# [Required work]
Every entry must be repeated exactly. Exclude all pictures.

(Object pointing dataset rows)
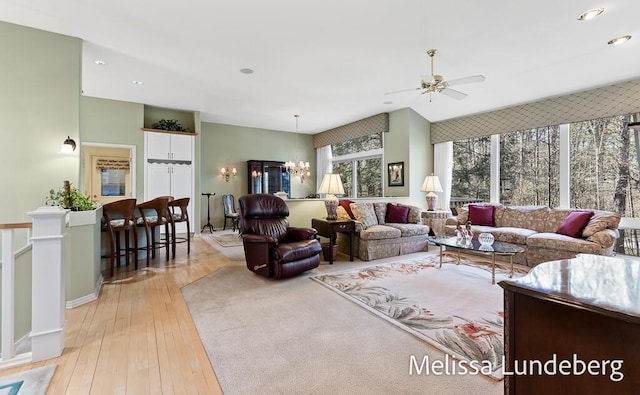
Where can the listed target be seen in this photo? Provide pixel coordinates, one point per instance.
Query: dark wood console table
(330, 228)
(584, 309)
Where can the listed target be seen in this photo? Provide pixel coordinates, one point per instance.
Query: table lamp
(331, 185)
(431, 184)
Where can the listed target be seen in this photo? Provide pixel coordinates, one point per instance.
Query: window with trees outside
(359, 163)
(603, 170)
(471, 169)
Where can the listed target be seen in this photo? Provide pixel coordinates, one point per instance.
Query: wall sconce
(228, 174)
(68, 146)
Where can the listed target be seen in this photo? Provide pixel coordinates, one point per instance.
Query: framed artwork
(395, 174)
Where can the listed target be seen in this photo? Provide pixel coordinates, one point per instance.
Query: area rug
(455, 309)
(31, 382)
(228, 239)
(295, 337)
(233, 252)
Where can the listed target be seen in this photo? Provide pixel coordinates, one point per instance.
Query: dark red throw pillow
(574, 224)
(481, 214)
(346, 204)
(396, 214)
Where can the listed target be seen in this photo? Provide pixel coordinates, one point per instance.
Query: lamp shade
(431, 184)
(68, 146)
(331, 184)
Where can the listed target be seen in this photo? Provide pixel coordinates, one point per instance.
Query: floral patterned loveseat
(547, 233)
(383, 229)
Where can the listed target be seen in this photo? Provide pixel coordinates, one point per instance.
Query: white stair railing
(47, 287)
(8, 296)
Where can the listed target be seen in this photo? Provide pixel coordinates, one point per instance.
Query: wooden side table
(436, 219)
(330, 228)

# [Worked answer]
Where can the listed target be seen in this photo? Provide pixel coordinates, one point per instance.
Query: dark wood console table
(330, 228)
(584, 309)
Where can the listed target be seen in this photo? Provide pixel coordinates, one point per instance.
Query: table lamp
(331, 185)
(431, 184)
Where can the listed target be seen in this photo? Provide pixel coordinates, one point per instance.
Query: window with trees outside
(359, 163)
(603, 170)
(471, 169)
Where can the listed target be seen in this photo? Provide pixel coordinates, one point per instance.
Query: wall sconce
(228, 174)
(68, 146)
Where can the listed target be seen in this photo? Provide pixel coordinates, one point per instance.
Query: framed artwork
(395, 174)
Where can the listed target be seen in this photo? Provide pixel coordinates, one point per instance.
Query: area rug
(455, 309)
(31, 382)
(228, 239)
(295, 337)
(233, 252)
Where can the listed target be seen in this photo? Provide pixel coordinates, one point per instance.
Query: dark red throw pillow
(574, 224)
(481, 214)
(346, 204)
(396, 214)
Where can the listed target be seen in this photo? Provide pixel coordinates, one point per instance.
Query: lamp shade
(431, 184)
(68, 146)
(331, 184)
Where can the listed target be seen in this photo? Provide pixel coordinates, one point per instance.
Query: floral patterned loveseat
(547, 233)
(383, 229)
Where can the listed target be seen in this photo? Provide pixel coordinates, one point per instance.
Query: white stair railing
(47, 287)
(8, 296)
Where can the listed target be seen in this photo? Provide pixel coordinates, one point per instance.
Query: wooden side table
(436, 219)
(330, 228)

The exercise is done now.